## Begin Selection

Purpose of the robots.txt File

The purpose of the robots.txt file is to tell the nice bots which areas of the site you do not want included in their search index.

What Can You Do with a robots.txt File?

Each instruction (and part of) needs to be on a separate line.
No blank lines between the parts of the instruction. The blank line indicates the end of the instruction.
If you wish to pick and choose which files are indexed, it is easier to put those files you do not want indexed in a separate folder with the instruction in the robots.txt file for the bots to stay out of the folder.
Here are a few samples of what instructions you can place in your robots.txt file:

Disallow Indexing of Specific Folders

To disallow the indexing of the contents in a specific folder the instruction is:
User-agent: *
Disallow: /images/
* indicates all bots
/images/ is the name of the folder. Don’t forget the / at the beginning of the folder name and at the end.

Disallow Specific Bots

Maybe there is a specific bot you do not want to index your information.
User-agent: Bot name
Disallow: /
There are lists of User-agents and bad bots if you what to look up a specific User-agent/bot name.

Stop Images Indexed in Image Search

Some people want their images indexed in Google, Bing and Yahoo! image searches for the possible traffic but if you don’t you can let the image bots know this. e.g. For Google image bot
User-agent: Googlebot-Image
Disallow: /

How to Create a robots.txt File

You will need a plain text editor. Something like Notepad (which somes with Windows) or Notepad++ is a plain text editor. Word and other word processing software are not plain text editors.

## End Selection

• [Given problem 1]:
In the robots.txt guide, copy the passage starting with "Disallow Indexing of" and going on through "specific User-agent/bot name.", swapping "images" for "photos".
• [Given problem 2]:
According to the robots.txt guide, what does a blank line indicate?
• [Given problem 3]:
Carry the robots.txt guide further, beginning right after its last sentence.

## Begin Information provided

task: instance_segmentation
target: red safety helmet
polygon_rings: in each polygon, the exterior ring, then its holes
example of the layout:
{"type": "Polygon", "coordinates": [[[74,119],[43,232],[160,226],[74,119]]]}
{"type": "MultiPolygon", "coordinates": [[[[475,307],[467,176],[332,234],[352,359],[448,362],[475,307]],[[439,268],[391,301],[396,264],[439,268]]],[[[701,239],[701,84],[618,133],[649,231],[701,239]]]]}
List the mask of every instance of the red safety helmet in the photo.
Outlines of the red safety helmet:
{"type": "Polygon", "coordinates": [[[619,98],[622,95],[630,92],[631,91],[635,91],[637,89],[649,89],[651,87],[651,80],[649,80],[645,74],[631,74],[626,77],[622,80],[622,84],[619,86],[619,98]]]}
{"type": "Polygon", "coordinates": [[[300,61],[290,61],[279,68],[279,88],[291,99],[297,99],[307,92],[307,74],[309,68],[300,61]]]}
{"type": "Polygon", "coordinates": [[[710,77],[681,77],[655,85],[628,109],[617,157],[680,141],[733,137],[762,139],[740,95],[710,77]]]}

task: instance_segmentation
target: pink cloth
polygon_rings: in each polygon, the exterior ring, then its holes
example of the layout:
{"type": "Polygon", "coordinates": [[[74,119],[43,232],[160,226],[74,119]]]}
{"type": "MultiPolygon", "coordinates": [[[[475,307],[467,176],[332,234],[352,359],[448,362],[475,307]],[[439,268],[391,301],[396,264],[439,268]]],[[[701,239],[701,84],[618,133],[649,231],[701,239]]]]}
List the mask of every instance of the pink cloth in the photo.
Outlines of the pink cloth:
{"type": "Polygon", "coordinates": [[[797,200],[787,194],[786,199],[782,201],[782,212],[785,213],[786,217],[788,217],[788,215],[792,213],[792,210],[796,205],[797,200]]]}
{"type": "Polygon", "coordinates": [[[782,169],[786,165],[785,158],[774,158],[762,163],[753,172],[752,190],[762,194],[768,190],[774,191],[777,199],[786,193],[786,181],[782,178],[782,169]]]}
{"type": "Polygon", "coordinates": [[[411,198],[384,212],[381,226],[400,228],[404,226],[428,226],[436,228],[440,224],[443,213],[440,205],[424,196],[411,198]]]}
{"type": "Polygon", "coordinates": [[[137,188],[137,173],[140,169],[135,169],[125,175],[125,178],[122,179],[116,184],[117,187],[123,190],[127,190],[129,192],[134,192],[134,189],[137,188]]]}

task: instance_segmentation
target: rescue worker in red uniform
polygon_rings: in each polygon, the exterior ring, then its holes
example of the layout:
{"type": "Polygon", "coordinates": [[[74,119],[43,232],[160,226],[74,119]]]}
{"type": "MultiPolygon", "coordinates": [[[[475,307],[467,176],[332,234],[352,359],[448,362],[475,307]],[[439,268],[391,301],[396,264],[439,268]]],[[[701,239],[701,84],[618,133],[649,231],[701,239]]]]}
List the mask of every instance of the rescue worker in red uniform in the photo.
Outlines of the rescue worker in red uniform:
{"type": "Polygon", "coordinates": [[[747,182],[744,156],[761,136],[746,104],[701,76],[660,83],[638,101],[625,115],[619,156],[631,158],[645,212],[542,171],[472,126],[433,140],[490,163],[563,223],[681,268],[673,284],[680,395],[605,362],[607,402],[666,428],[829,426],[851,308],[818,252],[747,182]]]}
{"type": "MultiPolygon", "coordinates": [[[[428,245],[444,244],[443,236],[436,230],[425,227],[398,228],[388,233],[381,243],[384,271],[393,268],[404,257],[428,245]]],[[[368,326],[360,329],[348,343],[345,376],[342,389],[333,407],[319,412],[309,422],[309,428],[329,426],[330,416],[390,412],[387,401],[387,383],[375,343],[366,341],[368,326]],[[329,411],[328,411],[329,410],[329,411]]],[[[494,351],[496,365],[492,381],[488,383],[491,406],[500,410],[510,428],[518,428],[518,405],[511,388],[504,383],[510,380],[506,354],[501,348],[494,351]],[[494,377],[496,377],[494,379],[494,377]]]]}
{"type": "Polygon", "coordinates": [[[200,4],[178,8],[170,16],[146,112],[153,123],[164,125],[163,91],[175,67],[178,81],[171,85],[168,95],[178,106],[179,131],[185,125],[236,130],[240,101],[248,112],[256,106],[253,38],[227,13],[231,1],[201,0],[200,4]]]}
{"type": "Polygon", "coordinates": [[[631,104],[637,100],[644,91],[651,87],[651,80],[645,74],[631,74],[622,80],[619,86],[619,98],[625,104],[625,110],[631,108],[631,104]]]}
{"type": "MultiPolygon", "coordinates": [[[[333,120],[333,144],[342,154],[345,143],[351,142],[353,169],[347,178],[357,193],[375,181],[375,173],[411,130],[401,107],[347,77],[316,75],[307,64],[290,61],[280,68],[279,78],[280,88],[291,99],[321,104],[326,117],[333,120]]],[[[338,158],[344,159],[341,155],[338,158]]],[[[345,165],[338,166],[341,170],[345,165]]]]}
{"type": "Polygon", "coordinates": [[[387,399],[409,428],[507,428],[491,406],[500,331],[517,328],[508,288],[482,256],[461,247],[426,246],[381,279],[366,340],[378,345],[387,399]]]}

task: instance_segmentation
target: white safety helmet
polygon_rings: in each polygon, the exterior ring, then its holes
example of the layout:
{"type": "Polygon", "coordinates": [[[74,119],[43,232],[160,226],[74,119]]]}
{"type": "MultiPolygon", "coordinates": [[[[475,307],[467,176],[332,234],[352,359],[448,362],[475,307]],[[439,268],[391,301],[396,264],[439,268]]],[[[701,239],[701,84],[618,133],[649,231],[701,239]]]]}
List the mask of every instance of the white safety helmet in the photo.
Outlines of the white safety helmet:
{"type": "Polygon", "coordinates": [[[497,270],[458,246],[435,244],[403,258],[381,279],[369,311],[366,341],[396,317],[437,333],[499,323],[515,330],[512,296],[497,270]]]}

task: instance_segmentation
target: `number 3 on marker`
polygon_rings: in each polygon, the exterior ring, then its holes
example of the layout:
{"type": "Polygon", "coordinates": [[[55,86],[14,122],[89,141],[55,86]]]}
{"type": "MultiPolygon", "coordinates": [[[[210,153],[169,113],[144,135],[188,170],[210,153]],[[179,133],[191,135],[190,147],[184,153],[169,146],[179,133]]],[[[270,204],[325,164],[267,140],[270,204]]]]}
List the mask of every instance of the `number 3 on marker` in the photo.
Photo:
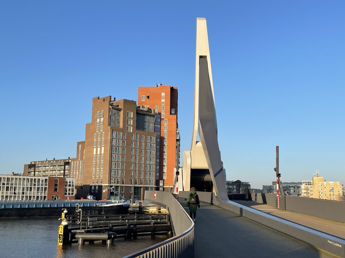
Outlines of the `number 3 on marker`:
{"type": "Polygon", "coordinates": [[[62,225],[59,226],[59,234],[63,234],[63,226],[62,225]]]}

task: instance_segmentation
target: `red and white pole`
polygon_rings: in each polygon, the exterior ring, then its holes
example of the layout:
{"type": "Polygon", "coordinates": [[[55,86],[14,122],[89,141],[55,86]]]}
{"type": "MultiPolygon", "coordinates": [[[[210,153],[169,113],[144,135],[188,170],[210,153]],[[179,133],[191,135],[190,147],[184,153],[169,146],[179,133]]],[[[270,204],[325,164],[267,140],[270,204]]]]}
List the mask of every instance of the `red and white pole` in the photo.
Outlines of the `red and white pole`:
{"type": "Polygon", "coordinates": [[[277,178],[277,196],[279,196],[279,181],[278,178],[277,178]]]}
{"type": "Polygon", "coordinates": [[[177,175],[177,179],[176,180],[176,194],[178,194],[178,176],[177,175]]]}

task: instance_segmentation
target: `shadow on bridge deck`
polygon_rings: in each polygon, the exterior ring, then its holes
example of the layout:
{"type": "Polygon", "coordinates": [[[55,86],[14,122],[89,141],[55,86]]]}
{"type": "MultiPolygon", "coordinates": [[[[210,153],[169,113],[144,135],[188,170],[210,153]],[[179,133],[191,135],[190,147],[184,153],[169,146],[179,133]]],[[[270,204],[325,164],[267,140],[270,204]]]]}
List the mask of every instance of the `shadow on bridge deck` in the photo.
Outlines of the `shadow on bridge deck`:
{"type": "Polygon", "coordinates": [[[232,201],[326,234],[345,239],[345,223],[290,211],[277,210],[275,207],[273,206],[254,201],[232,201]]]}
{"type": "MultiPolygon", "coordinates": [[[[186,207],[184,199],[180,202],[186,207]]],[[[215,205],[200,207],[195,227],[195,257],[337,257],[215,205]]]]}

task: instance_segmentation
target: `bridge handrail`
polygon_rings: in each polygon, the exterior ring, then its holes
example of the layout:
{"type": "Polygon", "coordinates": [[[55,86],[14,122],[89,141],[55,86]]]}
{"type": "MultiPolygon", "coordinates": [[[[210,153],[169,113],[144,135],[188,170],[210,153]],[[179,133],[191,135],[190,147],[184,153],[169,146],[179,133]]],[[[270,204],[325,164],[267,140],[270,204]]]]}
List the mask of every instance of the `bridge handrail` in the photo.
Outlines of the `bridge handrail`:
{"type": "Polygon", "coordinates": [[[194,257],[194,223],[177,200],[161,191],[146,191],[145,200],[169,211],[175,236],[125,258],[194,257]]]}

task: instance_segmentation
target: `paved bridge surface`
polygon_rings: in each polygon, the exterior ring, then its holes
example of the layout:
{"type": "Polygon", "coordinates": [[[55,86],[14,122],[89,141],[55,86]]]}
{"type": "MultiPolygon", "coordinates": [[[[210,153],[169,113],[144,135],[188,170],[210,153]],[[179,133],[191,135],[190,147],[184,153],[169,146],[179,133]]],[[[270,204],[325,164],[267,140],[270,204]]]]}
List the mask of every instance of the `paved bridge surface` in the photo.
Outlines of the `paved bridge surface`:
{"type": "MultiPolygon", "coordinates": [[[[179,201],[186,207],[184,198],[179,201]]],[[[244,205],[247,203],[246,206],[252,203],[253,208],[262,204],[253,201],[238,202],[244,205]]],[[[274,209],[268,206],[266,208],[274,209]]],[[[262,208],[265,208],[264,207],[262,208]]],[[[188,208],[185,209],[189,213],[188,208]]],[[[293,214],[285,213],[293,221],[293,214]]],[[[323,220],[325,223],[331,221],[323,220]]],[[[200,204],[197,212],[194,236],[195,257],[198,258],[338,257],[217,206],[204,203],[200,204]]]]}

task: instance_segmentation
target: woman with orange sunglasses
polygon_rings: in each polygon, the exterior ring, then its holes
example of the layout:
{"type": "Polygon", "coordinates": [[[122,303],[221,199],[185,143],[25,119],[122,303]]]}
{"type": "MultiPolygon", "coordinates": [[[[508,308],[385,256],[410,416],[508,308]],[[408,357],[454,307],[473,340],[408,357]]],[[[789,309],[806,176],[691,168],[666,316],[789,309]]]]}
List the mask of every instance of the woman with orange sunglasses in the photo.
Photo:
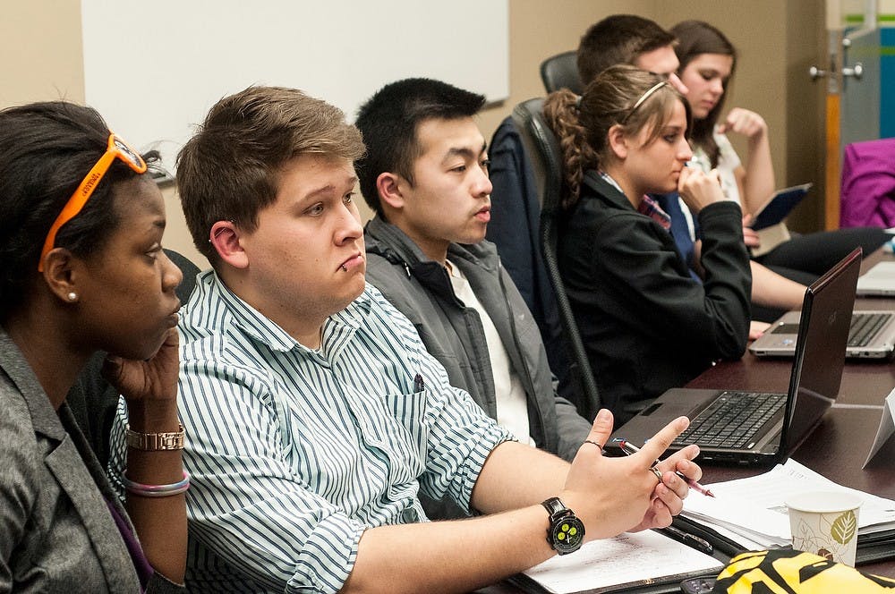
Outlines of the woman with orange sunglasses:
{"type": "Polygon", "coordinates": [[[0,592],[183,590],[182,275],[146,171],[92,109],[0,111],[0,592]],[[128,404],[124,505],[65,403],[96,351],[128,404]]]}

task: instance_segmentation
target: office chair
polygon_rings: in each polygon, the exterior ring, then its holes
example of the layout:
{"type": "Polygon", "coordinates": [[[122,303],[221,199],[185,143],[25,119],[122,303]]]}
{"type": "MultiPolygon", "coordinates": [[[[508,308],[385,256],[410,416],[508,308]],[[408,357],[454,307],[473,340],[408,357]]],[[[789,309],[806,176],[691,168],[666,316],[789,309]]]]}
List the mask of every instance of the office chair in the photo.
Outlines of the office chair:
{"type": "Polygon", "coordinates": [[[541,62],[541,80],[544,81],[548,93],[568,89],[575,95],[581,95],[584,89],[578,78],[578,52],[572,49],[541,62]]]}
{"type": "Polygon", "coordinates": [[[577,384],[575,393],[582,399],[575,404],[583,416],[593,419],[601,406],[600,392],[559,276],[557,259],[558,227],[561,216],[559,204],[563,189],[561,152],[553,132],[544,120],[542,107],[541,98],[524,101],[513,109],[513,121],[532,162],[541,197],[541,250],[547,276],[553,284],[564,343],[569,354],[569,377],[577,384]]]}
{"type": "MultiPolygon", "coordinates": [[[[185,303],[196,286],[199,267],[173,250],[166,249],[165,253],[183,273],[183,280],[177,286],[176,293],[181,303],[185,303]]],[[[81,433],[87,437],[103,468],[108,462],[109,436],[118,407],[118,390],[112,387],[101,373],[105,360],[105,352],[98,351],[93,353],[65,396],[81,433]]]]}

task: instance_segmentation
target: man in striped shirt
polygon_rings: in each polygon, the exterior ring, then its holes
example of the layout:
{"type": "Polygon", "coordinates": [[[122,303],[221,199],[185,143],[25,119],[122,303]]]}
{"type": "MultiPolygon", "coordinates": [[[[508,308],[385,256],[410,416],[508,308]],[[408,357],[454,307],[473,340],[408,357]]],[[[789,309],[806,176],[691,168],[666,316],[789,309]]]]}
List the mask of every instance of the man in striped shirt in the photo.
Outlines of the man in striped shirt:
{"type": "Polygon", "coordinates": [[[191,588],[468,591],[561,550],[567,516],[546,537],[564,507],[577,539],[669,524],[687,490],[670,471],[699,479],[695,448],[651,467],[686,420],[608,459],[603,412],[570,465],[451,387],[366,285],[362,150],[338,109],[257,87],[221,99],[180,154],[213,267],[181,310],[191,588]],[[420,493],[482,517],[427,522],[420,493]]]}

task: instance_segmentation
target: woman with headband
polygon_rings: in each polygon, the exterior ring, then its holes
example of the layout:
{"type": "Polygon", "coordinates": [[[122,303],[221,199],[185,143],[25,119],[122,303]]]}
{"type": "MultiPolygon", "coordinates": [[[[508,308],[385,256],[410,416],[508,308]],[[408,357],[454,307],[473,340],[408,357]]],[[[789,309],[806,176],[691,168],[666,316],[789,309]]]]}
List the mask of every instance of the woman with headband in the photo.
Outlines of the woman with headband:
{"type": "Polygon", "coordinates": [[[183,590],[182,275],[146,171],[92,109],[0,111],[0,591],[183,590]],[[128,404],[124,506],[65,403],[97,351],[128,404]]]}
{"type": "Polygon", "coordinates": [[[613,66],[580,99],[550,95],[544,115],[564,158],[560,269],[603,403],[621,423],[643,401],[745,351],[742,213],[714,175],[685,167],[690,110],[663,77],[613,66]],[[698,213],[702,284],[646,196],[674,191],[698,213]]]}

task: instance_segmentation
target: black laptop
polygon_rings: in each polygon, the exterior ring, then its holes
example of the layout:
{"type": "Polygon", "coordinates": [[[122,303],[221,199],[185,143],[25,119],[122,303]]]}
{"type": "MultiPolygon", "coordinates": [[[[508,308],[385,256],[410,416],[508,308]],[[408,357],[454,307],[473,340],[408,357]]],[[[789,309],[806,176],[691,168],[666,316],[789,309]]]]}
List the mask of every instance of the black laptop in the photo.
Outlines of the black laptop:
{"type": "Polygon", "coordinates": [[[697,444],[701,461],[745,465],[786,460],[814,429],[839,395],[861,250],[805,292],[788,394],[673,388],[617,429],[606,445],[643,445],[668,422],[691,420],[672,445],[697,444]]]}

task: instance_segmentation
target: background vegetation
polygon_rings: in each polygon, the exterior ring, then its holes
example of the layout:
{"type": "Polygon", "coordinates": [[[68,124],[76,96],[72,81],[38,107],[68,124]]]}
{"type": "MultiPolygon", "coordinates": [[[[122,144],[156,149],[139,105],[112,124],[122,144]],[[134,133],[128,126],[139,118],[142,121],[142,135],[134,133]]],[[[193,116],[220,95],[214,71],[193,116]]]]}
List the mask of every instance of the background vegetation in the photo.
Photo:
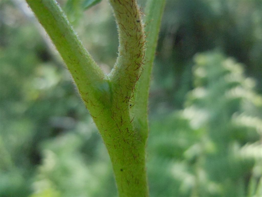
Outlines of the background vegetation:
{"type": "MultiPolygon", "coordinates": [[[[108,72],[118,45],[109,4],[84,12],[78,1],[59,2],[108,72]]],[[[25,3],[0,2],[0,196],[115,196],[95,126],[25,3]]],[[[261,6],[167,1],[149,98],[151,196],[262,195],[261,6]]]]}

## End Information provided

• [Reply 1]:
Disallow Indexing of Specific Folders

To disallow the indexing of the contents in a specific folder the instruction is:
User-agent: *
Disallow: /photos/
* indicates all bots
/photos/ is the name of the folder. Don’t forget the / at the beginning of the folder name and at the end.

Disallow Specific Bots

Maybe there is a specific bot you do not want to index your information.
User-agent: Bot name
Disallow: /
There are lists of User-agents and bad bots if you what to look up a specific User-agent/bot name.

• [Reply 2]:
A blank line indicates the end of the instruction.

• [Reply 3]:
You will also need a folder on your computer to store this file until you are finished editing it. You have a backup of your site – right? If not, create one! Use FTP software to backup your site. For WordPress we also have specific instructions: Backup WordPress.
  1. Open your plain text editor.
  2. Use File/Save As from it’s top menu bar to navigate to the folder which contains a local copy of your website or blog.
    Make sure you are in the root of the folder, not inside a folder within the website folder.
  3. Name the file robots.txt in the File Name box.
  4. Left click Save to save the file.
    The empty file’s screen becomes active again.
  5. Type in the instructions you wish to have in your robots.txt file (see above for samples).
  6. Save the file when you are done.
    The file can be closed also.
  7. Using FTP software (or your web hosting File Manager function) upload the robots.txt file to the root of your website/blog.
    The root of your website is the folder where your website files are. Sorry can’t be more specific as each web hosting setup is different. If you are not sure which folder, look at your web hosting’s documentation.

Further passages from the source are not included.